A block of data
# # # #

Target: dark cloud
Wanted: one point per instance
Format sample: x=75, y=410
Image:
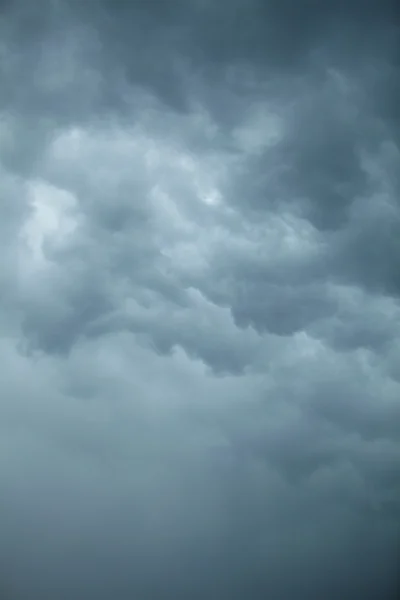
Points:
x=199, y=318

# # # #

## Task details
Please turn every line of the items above into a numbered list, skipping blank lines and leaving out the pictures.

## Task result
1. Target: dark cloud
2. Wanted: one point per instance
3. Format sample: x=75, y=410
4. Image:
5. Points:
6. x=199, y=318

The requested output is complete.